WORK TO DO -> Scale the records starting at the beginning and ending at the line containing "x=204 y=439", writing out every line again with the requests included. Multiply each x and y coordinate in the answers by 1.6 and round to a whole number, with halves rounding up.

--- Start DATA PROVIDED ---

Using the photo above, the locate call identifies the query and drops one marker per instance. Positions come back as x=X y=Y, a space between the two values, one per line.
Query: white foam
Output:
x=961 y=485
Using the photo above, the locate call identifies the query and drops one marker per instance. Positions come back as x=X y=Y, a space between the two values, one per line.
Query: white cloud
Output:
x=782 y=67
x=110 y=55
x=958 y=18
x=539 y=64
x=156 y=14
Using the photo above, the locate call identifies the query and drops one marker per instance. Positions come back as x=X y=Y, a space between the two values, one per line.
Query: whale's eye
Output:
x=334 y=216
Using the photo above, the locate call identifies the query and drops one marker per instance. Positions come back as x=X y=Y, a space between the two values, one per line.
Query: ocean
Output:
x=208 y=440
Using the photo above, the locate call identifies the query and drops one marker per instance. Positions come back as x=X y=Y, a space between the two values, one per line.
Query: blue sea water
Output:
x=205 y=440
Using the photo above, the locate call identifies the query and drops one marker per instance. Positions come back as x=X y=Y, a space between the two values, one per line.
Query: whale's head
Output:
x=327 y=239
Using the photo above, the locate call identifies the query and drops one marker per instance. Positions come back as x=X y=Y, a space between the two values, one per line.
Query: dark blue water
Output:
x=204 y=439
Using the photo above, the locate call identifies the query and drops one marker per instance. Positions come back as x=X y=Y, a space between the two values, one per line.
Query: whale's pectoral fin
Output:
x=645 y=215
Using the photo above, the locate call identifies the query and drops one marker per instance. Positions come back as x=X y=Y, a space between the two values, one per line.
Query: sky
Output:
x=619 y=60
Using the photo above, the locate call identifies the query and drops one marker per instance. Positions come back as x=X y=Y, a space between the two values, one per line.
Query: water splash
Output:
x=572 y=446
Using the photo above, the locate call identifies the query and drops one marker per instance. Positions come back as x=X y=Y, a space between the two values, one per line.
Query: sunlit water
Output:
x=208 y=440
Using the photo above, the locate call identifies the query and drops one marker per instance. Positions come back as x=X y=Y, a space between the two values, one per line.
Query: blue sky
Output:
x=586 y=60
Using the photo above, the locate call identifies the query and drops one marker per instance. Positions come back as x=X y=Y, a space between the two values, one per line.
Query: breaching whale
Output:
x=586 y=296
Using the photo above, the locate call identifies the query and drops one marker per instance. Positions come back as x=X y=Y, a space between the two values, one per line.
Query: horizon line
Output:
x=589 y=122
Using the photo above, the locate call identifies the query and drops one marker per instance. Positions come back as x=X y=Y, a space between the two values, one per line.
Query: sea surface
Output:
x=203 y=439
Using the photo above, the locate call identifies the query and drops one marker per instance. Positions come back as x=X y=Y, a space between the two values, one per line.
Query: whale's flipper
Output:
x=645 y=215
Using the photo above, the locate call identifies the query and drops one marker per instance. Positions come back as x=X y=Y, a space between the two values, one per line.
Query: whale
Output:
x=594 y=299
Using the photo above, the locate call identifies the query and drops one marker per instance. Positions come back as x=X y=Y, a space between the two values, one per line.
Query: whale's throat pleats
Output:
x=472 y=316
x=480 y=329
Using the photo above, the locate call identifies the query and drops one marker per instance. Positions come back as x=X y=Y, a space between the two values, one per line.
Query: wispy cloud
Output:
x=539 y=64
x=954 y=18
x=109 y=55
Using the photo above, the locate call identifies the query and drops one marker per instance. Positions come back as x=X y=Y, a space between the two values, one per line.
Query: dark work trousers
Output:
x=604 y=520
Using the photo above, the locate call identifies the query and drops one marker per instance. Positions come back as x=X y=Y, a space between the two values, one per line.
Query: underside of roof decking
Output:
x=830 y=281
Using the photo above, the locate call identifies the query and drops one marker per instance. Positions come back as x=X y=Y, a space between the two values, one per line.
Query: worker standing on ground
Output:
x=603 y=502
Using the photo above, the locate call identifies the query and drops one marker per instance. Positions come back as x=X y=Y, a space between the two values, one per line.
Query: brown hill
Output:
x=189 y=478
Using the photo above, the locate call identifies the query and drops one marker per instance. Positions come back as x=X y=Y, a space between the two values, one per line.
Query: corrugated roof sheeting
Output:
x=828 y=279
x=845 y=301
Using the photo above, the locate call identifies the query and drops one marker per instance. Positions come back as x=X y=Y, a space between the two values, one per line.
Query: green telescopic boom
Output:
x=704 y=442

--- End DATA PROVIDED ---

RESPONSE TO THE EXERCISE ->
Using the photo above, the locate call identifies the query and drops one marker per instance. Positions come back as x=X y=Y, a space between the two values, one per line.
Query: white foam
Output:
x=1538 y=776
Using the photo above, the locate call identifies the query and drops one marker per instance. Positions come back as x=X y=Y, a space between the two values, one per line.
Query: white cloud
Output:
x=1251 y=107
x=176 y=88
x=1533 y=29
x=862 y=102
x=250 y=22
Using the photo above, the locate call identifies the query and drops one marker per instance. Positions come back as x=X y=Y, a space between the two values, one per line.
Query: whale's eye
Output:
x=534 y=346
Using the photo above, the locate call identifies the query and drops one marker per instance. Positions come back as x=X y=Y, a space between the two values, one per line.
Query: ocean
Output:
x=333 y=704
Using the photo above, the locate call identifies the query and drops one marker per instance. Positions come back as x=X y=Y, a space between the two values, one per line.
Query: blue sea water
Output:
x=328 y=704
Using the photo above, the locate call identifies the query and drops one marker per instance. Positions come back as x=X y=Y, a space between the two values, one per line.
Query: whale's head
Output:
x=523 y=382
Using the photo above, the locate call identifies the query and drops one marker per instance. Positions come back as x=X y=Y, a space between the two values, one per line.
Query: dark blue water
Output:
x=326 y=702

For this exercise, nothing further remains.